━━━ Input records

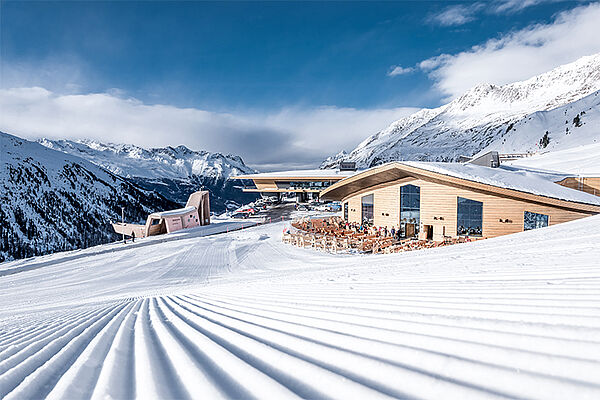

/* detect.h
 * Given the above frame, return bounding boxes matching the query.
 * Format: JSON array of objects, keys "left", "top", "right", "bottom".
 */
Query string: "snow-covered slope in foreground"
[
  {"left": 509, "top": 143, "right": 600, "bottom": 176},
  {"left": 322, "top": 54, "right": 600, "bottom": 168},
  {"left": 0, "top": 217, "right": 600, "bottom": 399}
]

━━━━━━

Stated goal: Swap every "slope" in the items above for "hillside" and reproduce the lines with no other change, leaving out the pictures.

Response for this exercise:
/* detect.h
 * Given the above frame, return bounding boxes matching the query.
 * Format: JSON array of objects, keys "left", "top", "right", "bottom".
 */
Query string: "snow-covered hillside in foreground"
[
  {"left": 509, "top": 143, "right": 600, "bottom": 176},
  {"left": 322, "top": 54, "right": 600, "bottom": 168},
  {"left": 0, "top": 217, "right": 600, "bottom": 399}
]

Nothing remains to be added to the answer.